__INFORMATION PROVIDED__
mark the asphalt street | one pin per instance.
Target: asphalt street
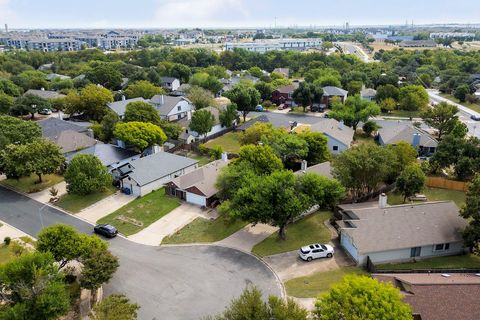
(177, 282)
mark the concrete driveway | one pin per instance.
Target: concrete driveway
(181, 282)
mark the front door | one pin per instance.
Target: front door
(415, 252)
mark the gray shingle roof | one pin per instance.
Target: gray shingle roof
(119, 107)
(157, 166)
(334, 91)
(404, 226)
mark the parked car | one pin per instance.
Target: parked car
(316, 251)
(105, 230)
(45, 112)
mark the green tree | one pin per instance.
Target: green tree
(413, 98)
(86, 174)
(142, 88)
(304, 95)
(29, 104)
(354, 110)
(441, 117)
(115, 307)
(471, 211)
(201, 98)
(317, 145)
(6, 102)
(202, 122)
(17, 131)
(361, 297)
(106, 75)
(461, 92)
(91, 102)
(228, 116)
(141, 135)
(141, 112)
(362, 169)
(411, 181)
(32, 288)
(245, 97)
(250, 306)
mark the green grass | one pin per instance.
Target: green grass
(473, 106)
(229, 142)
(146, 209)
(464, 261)
(432, 194)
(317, 283)
(5, 254)
(75, 203)
(204, 231)
(29, 184)
(303, 232)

__DO THIS__
Output the line holding "mark the concrete", then every later line through the end of the records above, exactly as given and nothing else.

__FINAL RESULT__
mark the concrete driveway | one pin per instance.
Target: concrete driveway
(181, 282)
mark the front door | one pin per instance.
Target: front door
(415, 252)
mark the gray shingle roof | one pin per instance.
Target: gray shingle roof
(119, 107)
(157, 166)
(334, 91)
(404, 226)
mark the parked car | one pin per instance.
Target: parked car
(316, 251)
(105, 230)
(45, 112)
mark the green tree | one pin per instance.
Target: green tree
(413, 98)
(86, 174)
(142, 88)
(304, 95)
(29, 104)
(354, 110)
(441, 117)
(115, 307)
(471, 211)
(201, 98)
(317, 145)
(6, 102)
(202, 122)
(17, 131)
(361, 297)
(106, 75)
(461, 92)
(91, 102)
(228, 116)
(141, 135)
(141, 112)
(362, 169)
(411, 181)
(32, 288)
(245, 97)
(250, 306)
mark the green grass | one pin per instance.
Target: green grass
(473, 106)
(229, 142)
(146, 209)
(464, 261)
(432, 194)
(317, 283)
(5, 254)
(75, 203)
(204, 231)
(29, 184)
(303, 232)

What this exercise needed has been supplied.